==== Texte du document
Les communicantes et communicants contribuent à dessiner la société de demain. Ils racontent l’histoire collective et partagent des projets structurants, essentiels pour les entreprises et la société. Aujourd’hui, la communication ne consiste plus seulement à promouvoir une organisation et ses produits ou services, c’est contribuer à l’avènement d’une société plus en phase avec les limites croissantes de notre planète et remettre le sens au cœur des réflexions et des plans d’actions. Retour sur le Com’À Table organisé par le Club des communicants de Grenoble le 16 septembre dernier en présence des trois co-auteurs du « Guide de la communication responsable » publié en janvier 2020 par l’ADEME : Thierry LIBAERT (conseiller au Comité économique et social européen, Professeur des universités, expert en communication des organisations), Valérie MARTIN (cheffe du service Mobilisation Citoyenne et Médias de l’ADEME) et Mathieu JAHNICH (consultant-chercheur en communication responsable).
- La communication responsable, de quoi s’agit-il ?
- Les leviers de la communication responsable
- La communication pour répondre aux changements des modes de consommation
- Des contenus plus responsables
- Papier ou digital ?
- Les 4 grands champs d’action :
- Comment mettre en place une stratégie globale de communication responsable ?
La communication responsable, de quoi s’agit-il ?
La communication responsable s’appuie sur deux approches : celle fondée sur la bonne volonté, l’éthique et la déontologie ; et celle répondant à un caractère obligatoire et législatif.
Exemple de textes de loi :
- Circulaire européenne sur le rôle de la communication dans la transition écologique
- Loi du Parlement européen sur le rôle de la communication et de la publicité pour une consommation plus raisonnée et plus responsable
- Au niveau français, la loi PACTE avec la mise en place de la raison d’être dans les sociétés
- Loi Climat et résilience pour lutter contre le dérèglement climatique.
« La communication responsable n’est pas la communication sur la responsabilité, c’est la responsabilité du communicant face aux nouveaux grands enjeux de société. »
La communication responsable est une notion récente. Les bases de son questionnement ont été posées dans le rapport « Pub et transition » publié par la fondation de Nicolas Hulot en 2017. Puis en 2020, une série de rapports (« Big Corpo », « Pour une loi Évin Climat », « Publicité et Transition Écologique », etc.) ont approfondi le sujet. En 3 ans, le sujet s’est installé sur la scène médiatique, économique et politique. Les communicants ont donc tout intérêt à se préparer à une communication responsable afin d’avoir une longueur d’avance et anticiper le caractère de plus en plus contraignant des mesures liées à la transition écologique
Les leviers de la communication responsable
Pour favoriser une communication plus responsable, il est nécessaire d’agir vers deux directions complémentaires.
- Vers les consommatrices et consommateurs : d’après les derniers résultats du baromètre ADEME/GreenFlex de mai dernier, 72 % des Français se déclarent mobilisés en faveur d’une communication responsable et 70 % déclarent que les marques et distributeurs ont un rôle important sur les sujets de société et donc sur la transition écologique. Mais, en parallèle, le taux de confiance dans les marques et entreprises reste très faible (autour de 32 %).
========
==== Données extraites
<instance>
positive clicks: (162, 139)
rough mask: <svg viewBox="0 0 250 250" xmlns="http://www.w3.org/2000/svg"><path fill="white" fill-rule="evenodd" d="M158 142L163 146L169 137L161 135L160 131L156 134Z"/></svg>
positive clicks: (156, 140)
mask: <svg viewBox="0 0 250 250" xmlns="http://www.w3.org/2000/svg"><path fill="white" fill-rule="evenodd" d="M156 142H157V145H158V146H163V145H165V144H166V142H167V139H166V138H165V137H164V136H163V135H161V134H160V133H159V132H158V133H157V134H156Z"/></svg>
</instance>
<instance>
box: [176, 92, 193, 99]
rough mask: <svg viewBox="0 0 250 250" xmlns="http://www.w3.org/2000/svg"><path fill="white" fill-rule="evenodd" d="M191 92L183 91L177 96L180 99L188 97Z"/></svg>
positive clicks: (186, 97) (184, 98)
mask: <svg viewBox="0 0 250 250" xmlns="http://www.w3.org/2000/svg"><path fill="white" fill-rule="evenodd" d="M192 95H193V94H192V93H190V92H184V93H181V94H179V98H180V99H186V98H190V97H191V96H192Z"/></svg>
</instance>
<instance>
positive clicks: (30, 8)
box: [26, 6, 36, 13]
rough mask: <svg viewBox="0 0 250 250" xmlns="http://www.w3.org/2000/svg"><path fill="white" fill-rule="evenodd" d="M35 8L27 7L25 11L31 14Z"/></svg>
========
Énoncé détaillé
Recopiez fidèlement le passage du texte sur la communication responsable qui commence par « Exemple de textes » et se poursuit jusqu'à « le dérèglement climatique. ».

Solution proposée
Exemple de textes de loi :
- Circulaire européenne sur le rôle de la communication dans la transition écologique
- Loi du Parlement européen sur le rôle de la communication et de la publicité pour une consommation plus raisonnée et plus responsable
- Au niveau français, la loi PACTE avec la mise en place de la raison d’être dans les sociétés
- Loi Climat et résilience pour lutter contre le dérèglement climatique.